The Symposium On Affordable Golf raises awareness and understanding of the challenges of the golf industry through open discussion, exchange of ideas and highlighting successes that promote the health and sustainability of the game of golf.


Welcome

On Monday, November 7, seventy people came together once again for the second Symposium On Affordable Golf in Southern Pines, North Carolina.  Building upon the momentum of last year’s event, the Symposium brought together a cross-section of speakers touching upon tried and true ways to bring the business of golf closer to the roots of the game of golf.  Speakers from Northern California to Scotland delivered one primary message:  The golf industry can learn from the unlikeliest of places ways to ensure the sustainability of not just the playing fields but the economics of the business as well. Once again, the golfer was well-represented and had a strong voice at the Symposium alongside industry experts.

WRITTEN TASK A ::
Show in full every row that contains the string "cabinet".
The golf symposium passage and the rows below it come from unrelated sources.

DATA LISTING ::
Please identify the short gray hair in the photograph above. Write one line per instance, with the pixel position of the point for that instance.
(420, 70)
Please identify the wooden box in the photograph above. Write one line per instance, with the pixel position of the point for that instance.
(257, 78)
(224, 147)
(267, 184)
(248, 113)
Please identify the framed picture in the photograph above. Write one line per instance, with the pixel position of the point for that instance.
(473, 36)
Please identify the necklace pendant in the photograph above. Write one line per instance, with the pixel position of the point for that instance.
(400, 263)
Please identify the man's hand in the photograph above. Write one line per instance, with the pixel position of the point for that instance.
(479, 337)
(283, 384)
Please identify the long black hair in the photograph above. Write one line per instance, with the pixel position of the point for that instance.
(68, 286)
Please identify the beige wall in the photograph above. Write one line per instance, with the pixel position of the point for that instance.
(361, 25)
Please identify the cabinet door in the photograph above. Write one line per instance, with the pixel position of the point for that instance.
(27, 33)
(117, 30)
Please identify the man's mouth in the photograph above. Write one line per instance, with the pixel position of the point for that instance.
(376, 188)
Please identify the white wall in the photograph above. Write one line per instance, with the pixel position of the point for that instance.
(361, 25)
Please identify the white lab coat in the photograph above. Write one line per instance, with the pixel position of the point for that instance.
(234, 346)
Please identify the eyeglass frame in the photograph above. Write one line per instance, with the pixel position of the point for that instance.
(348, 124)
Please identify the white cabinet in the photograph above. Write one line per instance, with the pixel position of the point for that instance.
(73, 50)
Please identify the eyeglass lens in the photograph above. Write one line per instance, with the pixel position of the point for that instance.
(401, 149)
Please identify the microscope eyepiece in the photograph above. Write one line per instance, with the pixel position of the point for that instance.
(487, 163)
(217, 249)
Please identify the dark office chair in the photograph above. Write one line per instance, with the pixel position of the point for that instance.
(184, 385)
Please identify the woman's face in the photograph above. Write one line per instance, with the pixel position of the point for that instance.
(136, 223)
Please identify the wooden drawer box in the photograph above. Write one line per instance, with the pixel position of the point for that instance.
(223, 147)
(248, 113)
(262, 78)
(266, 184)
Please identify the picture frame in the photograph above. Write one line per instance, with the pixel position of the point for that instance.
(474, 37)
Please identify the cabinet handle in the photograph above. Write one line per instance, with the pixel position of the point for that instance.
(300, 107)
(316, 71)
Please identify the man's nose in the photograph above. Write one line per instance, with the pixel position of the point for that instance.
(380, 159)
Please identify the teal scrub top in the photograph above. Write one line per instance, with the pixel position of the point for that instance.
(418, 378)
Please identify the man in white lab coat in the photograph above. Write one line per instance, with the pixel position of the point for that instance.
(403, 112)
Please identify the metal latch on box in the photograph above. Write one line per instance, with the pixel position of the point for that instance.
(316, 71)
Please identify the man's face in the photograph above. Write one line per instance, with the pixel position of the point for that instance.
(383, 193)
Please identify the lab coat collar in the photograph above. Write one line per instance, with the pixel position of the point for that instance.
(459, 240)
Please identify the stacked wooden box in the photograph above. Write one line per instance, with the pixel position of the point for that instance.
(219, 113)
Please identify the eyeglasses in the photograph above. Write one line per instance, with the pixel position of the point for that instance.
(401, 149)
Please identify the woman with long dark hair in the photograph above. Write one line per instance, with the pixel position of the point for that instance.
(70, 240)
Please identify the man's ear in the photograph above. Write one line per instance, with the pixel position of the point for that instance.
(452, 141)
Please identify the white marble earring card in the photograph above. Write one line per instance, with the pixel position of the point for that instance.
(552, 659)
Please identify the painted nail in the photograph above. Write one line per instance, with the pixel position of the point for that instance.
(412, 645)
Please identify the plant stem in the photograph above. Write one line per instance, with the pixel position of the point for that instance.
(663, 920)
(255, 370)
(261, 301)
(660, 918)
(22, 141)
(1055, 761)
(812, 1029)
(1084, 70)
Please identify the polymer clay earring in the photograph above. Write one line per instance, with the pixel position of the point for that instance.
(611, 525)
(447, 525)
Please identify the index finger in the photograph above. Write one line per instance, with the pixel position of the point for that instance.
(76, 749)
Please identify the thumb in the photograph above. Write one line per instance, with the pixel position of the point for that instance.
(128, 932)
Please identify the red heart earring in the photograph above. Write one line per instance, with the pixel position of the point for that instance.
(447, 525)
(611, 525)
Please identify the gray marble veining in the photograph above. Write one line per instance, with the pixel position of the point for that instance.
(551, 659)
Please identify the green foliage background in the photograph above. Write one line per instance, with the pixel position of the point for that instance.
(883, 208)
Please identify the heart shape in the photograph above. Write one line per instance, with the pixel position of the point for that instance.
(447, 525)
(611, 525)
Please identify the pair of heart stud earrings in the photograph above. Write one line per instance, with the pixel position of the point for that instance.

WRITTEN TASK B ::
Carry the golf symposium passage forward from its last sentence.

TASK ANSWER A ::
Please identify the cabinet door in the photograph above. Write one line per instance, with the pixel position of the point for that instance.
Please identify the white cabinet in the photograph above. Write one line per instance, with the pixel position of the point for that instance.
Please identify the cabinet handle in the photograph above. Write one line per instance, with the pixel position of the point for that instance.

TASK ANSWER B ::
Paul Chojnacky, Superintendent of Pasatiempo Golf Club, shared two major projects aimed at improving long-term conditioning while saving resources and environmental inputs. In particular, budget cuts forced the club to look at reducing the amount of maintained turf without impacting the strategy and playability of the golf course.  The reputations of many clubs preclude them from undertaking such a radical approach in an environment of wall to wall manicured turf.  But Chojnacky showed that by understanding the simple virtues of solid golf architecture, any club, no matter their perceived “pedigree”, can focus on turf reduction while improving the enjoyment of the game at the same time. 

 

Gordon Irvine, a golf course management consultant from Scotland, contrasted maintenance practices in America to the simple management approach found throughout the U.K.  He specifically showed how in the proper climate, a drastic reduction in chemical use will have little negative impact on the playing surfaces of golf courses.  Tom Mead broke down the buzzword of today, “Sustainability”, by demonstrating more than sixteen different ways any club in the world can reduce costs, waste, and energy from the parking lot to the maintenance facility.

 

Plans for the 2012 Symposium are well underway with more topics and speakers slated to extend through the morning of the second day. Please make plans to attend the expanded 2012 event on October 29 – 30.  Topics and speakers will be announced in April.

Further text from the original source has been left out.